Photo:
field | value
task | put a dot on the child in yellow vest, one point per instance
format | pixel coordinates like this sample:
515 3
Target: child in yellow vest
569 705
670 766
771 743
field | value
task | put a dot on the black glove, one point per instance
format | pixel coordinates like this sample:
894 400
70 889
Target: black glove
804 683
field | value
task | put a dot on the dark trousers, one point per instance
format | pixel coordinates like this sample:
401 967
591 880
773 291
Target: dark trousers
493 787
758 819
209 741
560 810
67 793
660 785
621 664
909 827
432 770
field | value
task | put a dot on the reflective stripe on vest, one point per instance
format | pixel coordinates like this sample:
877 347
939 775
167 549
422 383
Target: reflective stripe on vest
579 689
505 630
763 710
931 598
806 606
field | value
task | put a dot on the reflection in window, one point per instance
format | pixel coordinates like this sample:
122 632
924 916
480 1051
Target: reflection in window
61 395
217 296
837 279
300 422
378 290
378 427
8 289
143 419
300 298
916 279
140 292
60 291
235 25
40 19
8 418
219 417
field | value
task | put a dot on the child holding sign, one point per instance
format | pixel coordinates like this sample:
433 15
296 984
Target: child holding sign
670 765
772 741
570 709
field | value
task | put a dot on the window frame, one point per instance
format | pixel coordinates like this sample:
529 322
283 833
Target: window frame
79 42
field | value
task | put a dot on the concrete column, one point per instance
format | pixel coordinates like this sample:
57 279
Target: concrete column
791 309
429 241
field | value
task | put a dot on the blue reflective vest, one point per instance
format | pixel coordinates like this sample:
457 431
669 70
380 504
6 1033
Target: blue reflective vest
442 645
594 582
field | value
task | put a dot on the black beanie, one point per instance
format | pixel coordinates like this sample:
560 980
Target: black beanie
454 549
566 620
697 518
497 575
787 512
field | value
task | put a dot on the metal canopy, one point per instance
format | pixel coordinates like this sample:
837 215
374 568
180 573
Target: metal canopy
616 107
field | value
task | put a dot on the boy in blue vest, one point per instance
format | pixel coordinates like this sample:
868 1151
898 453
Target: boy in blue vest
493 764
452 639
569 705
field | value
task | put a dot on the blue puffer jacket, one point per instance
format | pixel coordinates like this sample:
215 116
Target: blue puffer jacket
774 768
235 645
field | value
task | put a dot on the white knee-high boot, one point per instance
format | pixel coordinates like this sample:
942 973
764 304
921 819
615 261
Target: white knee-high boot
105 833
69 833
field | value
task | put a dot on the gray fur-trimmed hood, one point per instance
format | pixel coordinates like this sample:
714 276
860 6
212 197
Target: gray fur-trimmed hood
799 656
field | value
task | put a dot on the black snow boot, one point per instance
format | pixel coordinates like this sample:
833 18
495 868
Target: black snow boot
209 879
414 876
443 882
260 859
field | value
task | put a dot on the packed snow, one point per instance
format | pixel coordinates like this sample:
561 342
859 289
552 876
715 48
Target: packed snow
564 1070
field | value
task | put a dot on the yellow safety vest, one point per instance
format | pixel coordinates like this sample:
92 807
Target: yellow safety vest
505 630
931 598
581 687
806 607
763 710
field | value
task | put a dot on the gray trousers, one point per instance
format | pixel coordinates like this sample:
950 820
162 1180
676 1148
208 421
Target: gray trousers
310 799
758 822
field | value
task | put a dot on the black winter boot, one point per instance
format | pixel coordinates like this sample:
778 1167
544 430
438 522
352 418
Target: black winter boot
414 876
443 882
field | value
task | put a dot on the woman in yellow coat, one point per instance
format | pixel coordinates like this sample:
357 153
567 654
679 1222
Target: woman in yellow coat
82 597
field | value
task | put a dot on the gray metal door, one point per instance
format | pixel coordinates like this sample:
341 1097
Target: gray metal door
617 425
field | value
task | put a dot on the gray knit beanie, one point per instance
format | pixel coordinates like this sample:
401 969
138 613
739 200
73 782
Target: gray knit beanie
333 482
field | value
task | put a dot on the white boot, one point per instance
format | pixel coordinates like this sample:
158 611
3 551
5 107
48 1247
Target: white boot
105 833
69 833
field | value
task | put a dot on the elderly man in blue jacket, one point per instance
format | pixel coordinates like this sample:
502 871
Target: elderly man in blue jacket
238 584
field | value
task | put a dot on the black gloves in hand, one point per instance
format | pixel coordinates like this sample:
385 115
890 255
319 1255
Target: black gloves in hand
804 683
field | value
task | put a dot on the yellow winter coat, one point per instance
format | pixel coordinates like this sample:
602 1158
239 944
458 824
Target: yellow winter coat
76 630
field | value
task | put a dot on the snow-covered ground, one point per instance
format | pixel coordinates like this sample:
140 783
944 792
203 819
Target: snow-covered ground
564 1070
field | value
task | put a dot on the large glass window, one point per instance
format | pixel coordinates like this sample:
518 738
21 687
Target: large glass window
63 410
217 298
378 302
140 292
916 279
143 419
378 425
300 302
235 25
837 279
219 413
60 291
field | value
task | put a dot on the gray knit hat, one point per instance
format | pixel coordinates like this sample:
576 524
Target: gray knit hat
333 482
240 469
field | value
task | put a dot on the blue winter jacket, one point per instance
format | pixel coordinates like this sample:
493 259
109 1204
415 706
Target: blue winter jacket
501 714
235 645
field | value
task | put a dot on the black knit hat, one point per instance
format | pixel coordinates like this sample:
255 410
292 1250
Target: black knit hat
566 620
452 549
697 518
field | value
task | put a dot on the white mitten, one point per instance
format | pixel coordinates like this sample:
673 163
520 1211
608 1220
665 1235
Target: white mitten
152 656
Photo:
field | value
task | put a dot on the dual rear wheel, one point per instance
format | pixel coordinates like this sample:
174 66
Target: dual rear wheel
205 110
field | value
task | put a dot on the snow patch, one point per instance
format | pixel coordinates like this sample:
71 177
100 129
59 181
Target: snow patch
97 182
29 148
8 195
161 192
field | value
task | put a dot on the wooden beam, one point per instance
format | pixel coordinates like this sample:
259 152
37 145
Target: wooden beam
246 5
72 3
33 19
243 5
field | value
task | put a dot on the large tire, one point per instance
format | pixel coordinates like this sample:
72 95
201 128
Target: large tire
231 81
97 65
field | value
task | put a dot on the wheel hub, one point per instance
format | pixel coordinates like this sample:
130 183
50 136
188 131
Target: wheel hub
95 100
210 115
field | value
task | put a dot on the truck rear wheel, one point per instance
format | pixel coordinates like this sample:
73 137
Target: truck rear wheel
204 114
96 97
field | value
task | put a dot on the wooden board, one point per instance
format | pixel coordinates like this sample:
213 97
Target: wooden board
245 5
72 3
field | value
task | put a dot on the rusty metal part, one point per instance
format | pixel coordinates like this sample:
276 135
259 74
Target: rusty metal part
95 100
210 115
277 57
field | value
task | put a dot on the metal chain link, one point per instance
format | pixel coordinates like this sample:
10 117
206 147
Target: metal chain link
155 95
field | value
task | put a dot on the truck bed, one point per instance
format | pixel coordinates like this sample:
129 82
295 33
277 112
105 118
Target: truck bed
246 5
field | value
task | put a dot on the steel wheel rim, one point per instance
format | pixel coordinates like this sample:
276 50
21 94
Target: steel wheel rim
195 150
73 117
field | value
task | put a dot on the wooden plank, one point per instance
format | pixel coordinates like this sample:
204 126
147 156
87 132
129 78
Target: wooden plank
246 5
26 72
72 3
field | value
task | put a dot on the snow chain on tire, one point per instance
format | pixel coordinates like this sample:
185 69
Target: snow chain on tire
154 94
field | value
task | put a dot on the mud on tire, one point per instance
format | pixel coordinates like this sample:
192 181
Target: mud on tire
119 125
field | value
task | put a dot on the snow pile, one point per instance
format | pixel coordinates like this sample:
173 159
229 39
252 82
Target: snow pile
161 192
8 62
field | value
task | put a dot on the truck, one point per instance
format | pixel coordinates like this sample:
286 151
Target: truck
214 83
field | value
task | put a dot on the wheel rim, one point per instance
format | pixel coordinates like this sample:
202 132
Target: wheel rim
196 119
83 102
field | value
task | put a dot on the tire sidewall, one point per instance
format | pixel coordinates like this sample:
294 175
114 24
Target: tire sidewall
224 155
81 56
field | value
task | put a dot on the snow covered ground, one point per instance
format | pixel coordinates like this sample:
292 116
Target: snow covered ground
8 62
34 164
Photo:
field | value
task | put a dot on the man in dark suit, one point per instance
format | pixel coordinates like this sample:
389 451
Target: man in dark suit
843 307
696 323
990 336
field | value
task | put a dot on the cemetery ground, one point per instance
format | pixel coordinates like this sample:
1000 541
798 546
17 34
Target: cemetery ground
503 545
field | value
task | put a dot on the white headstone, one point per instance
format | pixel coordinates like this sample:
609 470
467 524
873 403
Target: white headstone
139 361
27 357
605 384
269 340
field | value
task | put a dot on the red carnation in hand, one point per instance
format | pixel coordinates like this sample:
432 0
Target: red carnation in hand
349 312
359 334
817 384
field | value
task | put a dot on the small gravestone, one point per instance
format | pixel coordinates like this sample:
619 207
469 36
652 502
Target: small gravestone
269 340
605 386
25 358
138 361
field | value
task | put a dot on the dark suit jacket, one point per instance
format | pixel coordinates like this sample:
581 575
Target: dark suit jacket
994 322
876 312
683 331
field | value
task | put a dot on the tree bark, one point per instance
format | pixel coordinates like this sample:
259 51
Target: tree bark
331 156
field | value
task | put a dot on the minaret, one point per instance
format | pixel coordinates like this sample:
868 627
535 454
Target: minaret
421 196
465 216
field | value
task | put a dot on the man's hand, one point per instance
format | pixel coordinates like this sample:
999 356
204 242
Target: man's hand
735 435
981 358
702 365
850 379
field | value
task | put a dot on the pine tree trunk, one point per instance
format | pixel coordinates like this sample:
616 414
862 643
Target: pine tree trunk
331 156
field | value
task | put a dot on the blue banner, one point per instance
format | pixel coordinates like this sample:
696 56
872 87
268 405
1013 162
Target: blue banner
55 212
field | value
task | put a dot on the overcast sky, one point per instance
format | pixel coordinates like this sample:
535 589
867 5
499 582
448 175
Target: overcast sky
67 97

---

§ **GOAL**
List every line above that contains the word "window", copying each one in full.

§ **ANSWER FOR THE TASK**
task | put a dot on the reflection in window, one point per instance
Target: reflection in window
task | put a dot on the window frame, one point per instance
Target: window frame
task | put a dot on the large glass window, one point per instance
Target: large glass window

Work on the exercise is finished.